▶ TASK ITEM
The records below are to be restated word for word, with every picture left out.

GIVEN INFORMATION below:

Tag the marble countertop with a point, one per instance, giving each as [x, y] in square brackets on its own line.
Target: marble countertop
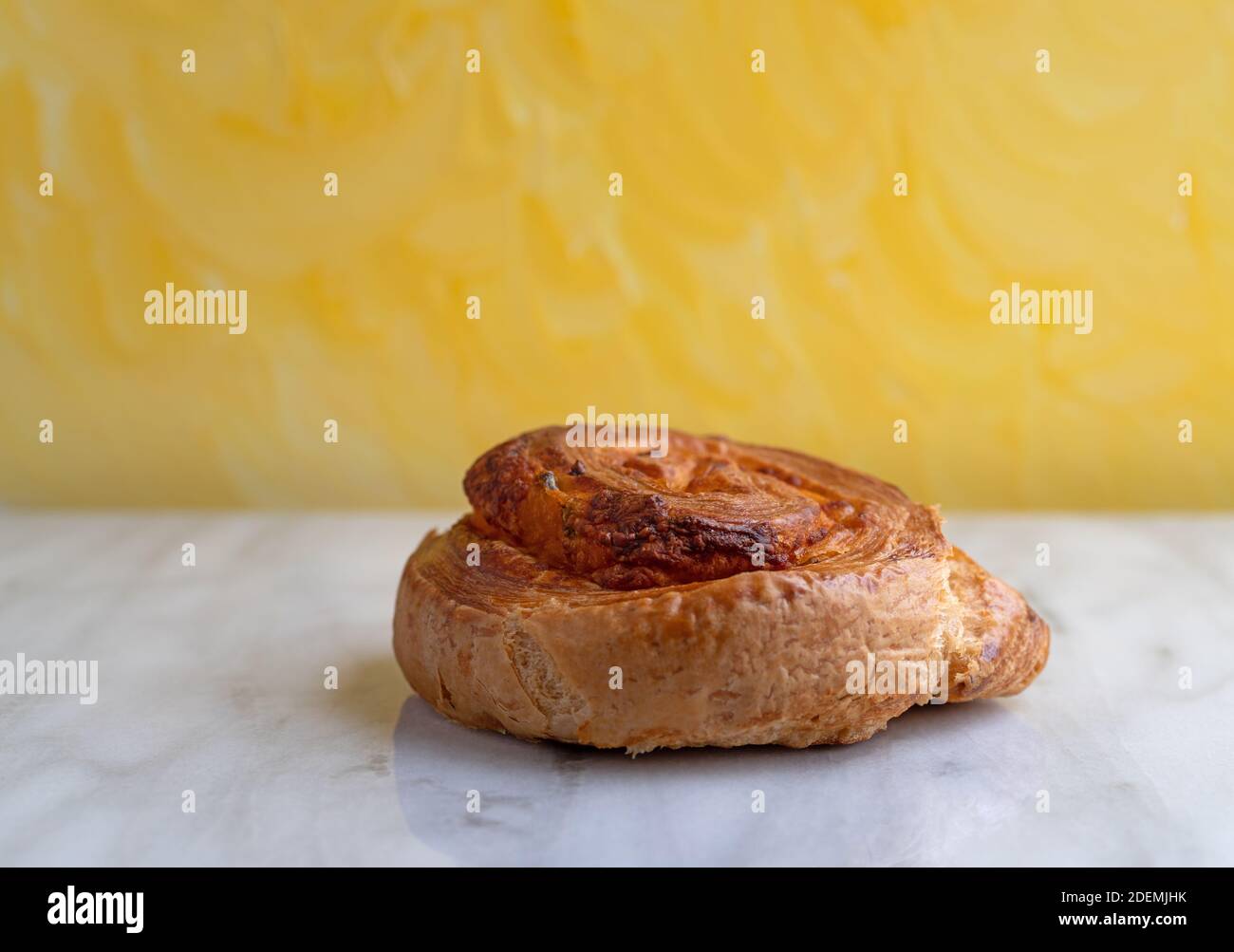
[211, 680]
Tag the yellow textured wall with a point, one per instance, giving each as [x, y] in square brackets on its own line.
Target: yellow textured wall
[496, 184]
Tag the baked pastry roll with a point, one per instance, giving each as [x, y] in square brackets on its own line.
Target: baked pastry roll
[720, 594]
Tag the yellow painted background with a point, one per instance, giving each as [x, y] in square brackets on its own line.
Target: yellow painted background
[496, 185]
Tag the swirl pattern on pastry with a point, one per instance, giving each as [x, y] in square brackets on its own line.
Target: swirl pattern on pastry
[726, 588]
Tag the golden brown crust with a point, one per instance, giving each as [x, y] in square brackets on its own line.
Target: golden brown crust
[579, 581]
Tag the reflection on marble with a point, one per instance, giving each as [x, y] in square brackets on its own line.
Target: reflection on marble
[211, 680]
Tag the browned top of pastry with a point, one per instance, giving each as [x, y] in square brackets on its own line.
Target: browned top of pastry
[626, 519]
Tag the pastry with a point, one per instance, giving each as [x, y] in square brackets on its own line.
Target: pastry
[720, 594]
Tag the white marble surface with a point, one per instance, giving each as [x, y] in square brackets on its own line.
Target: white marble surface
[211, 680]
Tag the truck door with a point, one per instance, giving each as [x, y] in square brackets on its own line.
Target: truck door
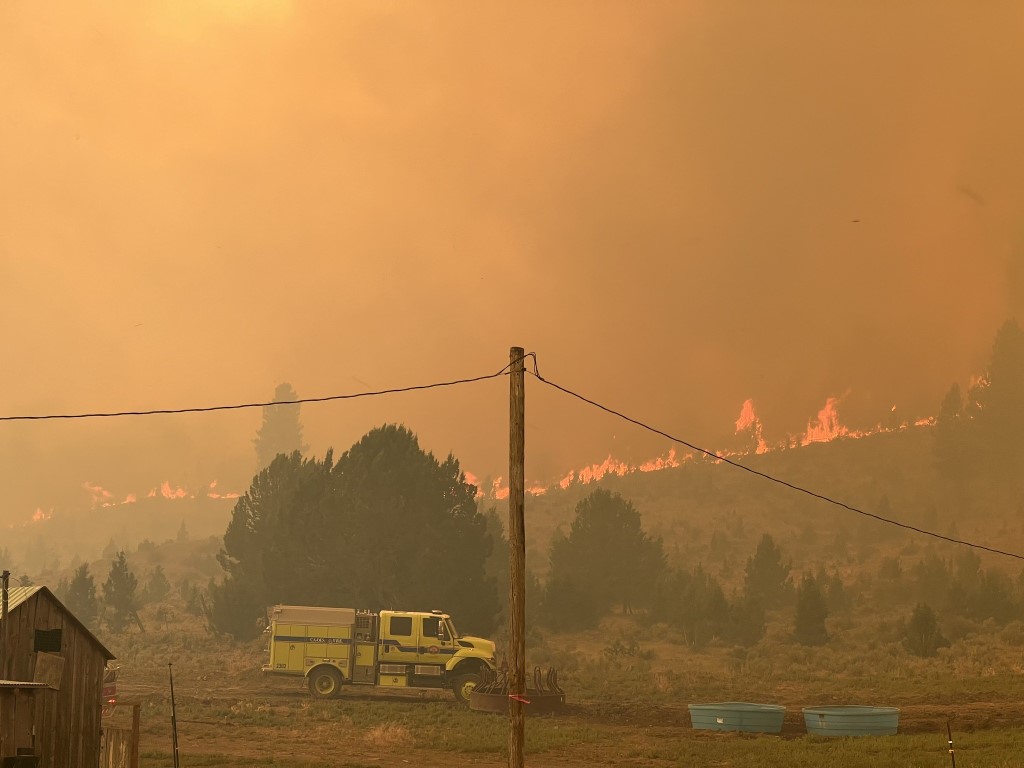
[434, 648]
[399, 639]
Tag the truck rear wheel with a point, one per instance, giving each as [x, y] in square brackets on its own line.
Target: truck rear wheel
[464, 685]
[325, 682]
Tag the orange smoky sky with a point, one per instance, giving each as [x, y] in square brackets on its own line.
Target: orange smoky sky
[677, 205]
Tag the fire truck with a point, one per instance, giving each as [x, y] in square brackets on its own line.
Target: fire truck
[333, 647]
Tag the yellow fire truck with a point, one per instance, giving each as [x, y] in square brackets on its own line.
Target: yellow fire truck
[332, 647]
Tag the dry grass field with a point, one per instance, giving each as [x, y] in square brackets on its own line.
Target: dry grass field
[622, 712]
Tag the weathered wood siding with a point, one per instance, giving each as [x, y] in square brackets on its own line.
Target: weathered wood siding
[67, 721]
[117, 747]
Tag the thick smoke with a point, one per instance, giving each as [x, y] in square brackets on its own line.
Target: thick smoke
[678, 206]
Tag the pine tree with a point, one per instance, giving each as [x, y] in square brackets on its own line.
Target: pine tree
[157, 586]
[282, 430]
[811, 613]
[922, 636]
[119, 596]
[767, 578]
[80, 596]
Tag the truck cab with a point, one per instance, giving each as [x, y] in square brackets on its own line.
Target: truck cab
[393, 648]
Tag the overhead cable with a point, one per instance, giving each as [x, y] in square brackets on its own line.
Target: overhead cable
[238, 407]
[765, 475]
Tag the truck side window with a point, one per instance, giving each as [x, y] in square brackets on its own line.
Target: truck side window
[401, 626]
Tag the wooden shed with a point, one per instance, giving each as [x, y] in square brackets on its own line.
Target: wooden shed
[50, 702]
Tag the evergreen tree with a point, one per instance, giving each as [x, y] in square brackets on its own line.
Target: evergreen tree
[767, 578]
[157, 586]
[811, 613]
[119, 596]
[694, 603]
[80, 596]
[606, 555]
[747, 620]
[386, 525]
[922, 636]
[282, 430]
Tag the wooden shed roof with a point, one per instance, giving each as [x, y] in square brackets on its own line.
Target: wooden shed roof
[18, 595]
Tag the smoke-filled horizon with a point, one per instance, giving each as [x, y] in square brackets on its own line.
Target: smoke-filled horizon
[678, 206]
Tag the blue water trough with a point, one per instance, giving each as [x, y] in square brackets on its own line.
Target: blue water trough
[851, 721]
[737, 716]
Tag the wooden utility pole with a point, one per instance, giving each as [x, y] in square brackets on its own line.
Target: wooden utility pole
[517, 556]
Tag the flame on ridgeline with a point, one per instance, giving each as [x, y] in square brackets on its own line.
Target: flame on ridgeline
[827, 426]
[100, 497]
[749, 422]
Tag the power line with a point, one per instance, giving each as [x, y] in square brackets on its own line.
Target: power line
[726, 460]
[238, 407]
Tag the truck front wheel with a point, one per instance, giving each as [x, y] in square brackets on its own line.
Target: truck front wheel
[464, 685]
[325, 682]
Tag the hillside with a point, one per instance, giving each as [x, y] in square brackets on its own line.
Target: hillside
[715, 513]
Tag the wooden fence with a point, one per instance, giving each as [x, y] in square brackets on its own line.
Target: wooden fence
[120, 742]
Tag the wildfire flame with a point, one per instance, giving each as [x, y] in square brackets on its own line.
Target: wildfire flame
[826, 427]
[749, 422]
[100, 497]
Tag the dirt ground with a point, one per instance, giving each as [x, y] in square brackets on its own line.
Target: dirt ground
[204, 732]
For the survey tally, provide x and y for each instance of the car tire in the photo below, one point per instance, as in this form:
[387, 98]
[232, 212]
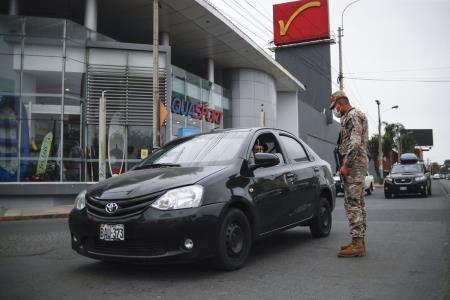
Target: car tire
[235, 241]
[320, 226]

End of GIVEN INFORMATION.

▶ TASK ANSWER
Tag the marble countertop with a point, one per instance, giving each as [x, y] in square brackets on its own line.
Target: marble countertop
[211, 680]
Tag the yellow textured wall with a point, one per instance, giving each as [x, y] in square brackets on its own line.
Target: yellow textured wall
[496, 184]
Tag the baked pastry roll with a point, one per instance, giving each as [x, y] in square brackets on its own line.
Target: baked pastry roll
[720, 594]
Tag the yellow painted background with a point, one per instance, giving each as [x, y] in square brackets on its own line.
Target: yellow painted background
[496, 185]
Tag the swirl pattern on pastry with a point, one per instance, giving each as [x, y] in square brackets on its own line.
Target: swirl pattern on pastry
[726, 588]
Tag the golden brown crust with a point, one per instance, giving each as [x, y] in square brackets on its own line.
Target: golden brown crust
[579, 581]
Tag the reflection on marble with a point, one per instance, giving each as [x, y] in square brackets on its own line.
Target: reflection on marble
[211, 680]
Tag the browned top of pastry with a point, one per instance, giving each as [x, y] in square brackets on its own line.
Target: browned top of pastry
[626, 519]
Tag the pastry with a point, one per instance, giving each as [x, y] in square brackets on its own line.
Target: pastry
[720, 594]
Tag the white marble surface with a point, one per instance, giving each as [x, y] in square brackets on its own line.
Target: white marble surface
[211, 680]
Tag the truck door with a point, one per instance, giving each as [x, y] in square brackets on its own line.
Target: truck door
[434, 648]
[399, 639]
Tag the truck rear wheel with a point, one per instance, giving each as [x, y] in square brackets on its own line.
Target: truck rear wheel
[464, 685]
[325, 682]
Tag the orange smoky sky with a point, one per instance, giving each as [x, y] in square brackets on its own line.
Target: orange smoky sky
[677, 205]
Tag the fire truck with a point, one per instance, giving each as [x, y] in square brackets on its own line.
Target: fire truck
[333, 647]
Tag the yellow fire truck with a point, one per instance, giving each as [x, y] in square brackets on its own line.
Target: yellow fire truck
[332, 647]
Tag the dry grass field with a point, one per instance, giving each as [x, y] in square brackets on its own line.
Target: dry grass field
[622, 712]
Tag the weathered wood siding with a point, one per instance, giving each as [x, y] in square brackets on its own line.
Target: weathered wood siding
[67, 721]
[117, 747]
Tag the thick smoke with a point, one per instance, giving each as [x, y] in square brackets on its own line.
Target: thick smoke
[678, 206]
Tag the pine tree with a point, one per instance, giving each as [x, y] in square brackets on its own line.
Target: pine tree
[157, 586]
[282, 430]
[811, 613]
[922, 636]
[119, 596]
[767, 578]
[80, 596]
Tag the truck cab with a point, one per instance, giving each as [x, y] in square brackets on its own line.
Target: truck cab
[393, 648]
Tag the overhead cable with a point, one per instance, giving each as [x, y] in square brackets on its own line.
Target: overhead cable
[238, 407]
[765, 475]
Tag the truck side window with a point, one per instance, giving each as [x, y] in square brackets on its own line.
Target: truck side window
[401, 626]
Tag the wooden shed with a point, one per instance, giving each as [x, y] in square brackets on its own line.
Target: wooden shed
[50, 702]
Tag the evergreen tree with a point, one per instance, giving each as [x, y] in square brackets on its own line.
Target: evergreen tree
[767, 578]
[157, 586]
[811, 613]
[119, 596]
[694, 603]
[80, 596]
[606, 555]
[747, 620]
[386, 525]
[922, 636]
[282, 430]
Tag the wooden shed roof with a point, one per instance, giving each as [x, y] in square brackets on its own line.
Target: wooden shed roof
[18, 595]
Tag the smoke-filled horizon with a point, one per instance, giving each as [x, y] in square brackets on its own line.
Target: smoke-filled horizon
[678, 206]
Tag the blue water trough with a point, one per instance, giving each as [x, y] in square brackets on its own line.
Target: blue water trough
[851, 721]
[737, 716]
Tag the wooden utility pole with a point, one per instance, giving each as [x, y] in square brackets on its own line.
Target: wooden utility pole
[517, 556]
Tag the flame on ridgeline with a point, one per instance, giving each as [x, y] in square brackets on its own line.
Target: flame on ridgeline
[827, 426]
[100, 497]
[749, 422]
Tag the power line with a point, one per instance, giving each as [x, y] in square brackets on its own line.
Target: power line
[726, 460]
[238, 407]
Tag the truck front wheel with a point, one per instance, giving each as [x, y] in square brackets on its own line.
Target: truck front wheel
[464, 685]
[325, 682]
Tag the hillside with a point, one per instance, giving each as [x, y] in square brackets on its own line.
Target: hillside
[715, 513]
Tag the wooden fence with a point, one per instance, giving each as [x, y] in square brackets on its own line.
Target: wooden fence
[120, 742]
Tag the wildfire flame with a point, one per instance, giving each as [x, y] in square brackets on its own line.
Target: wildfire flame
[826, 427]
[749, 422]
[100, 497]
Tag the dirt ground with a point, one per instance, giving each as [x, y] in square brackets on its own line.
Target: dirt ground
[204, 732]
For the survey tally, provide x and y for each instance of the car tire in the photo below, one point per instance, as in this form:
[387, 98]
[232, 212]
Target: car tire
[235, 241]
[320, 226]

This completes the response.